Aim of the task: Rewrite every line of the material as a Markdown table, skipping blank lines, with the columns "Row" and "Line".

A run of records

- - - - - - -

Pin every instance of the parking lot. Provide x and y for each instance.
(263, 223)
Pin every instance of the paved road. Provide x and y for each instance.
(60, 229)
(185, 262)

- - - - - - -

Task response:
| Row | Line |
|---|---|
| 1 | Pin every instance of the parking lot. Provide x and y for each instance. |
| 2 | (263, 223) |
| 3 | Pin every instance of the paved road. Provide x and y for each instance. |
| 4 | (60, 229) |
| 5 | (185, 262) |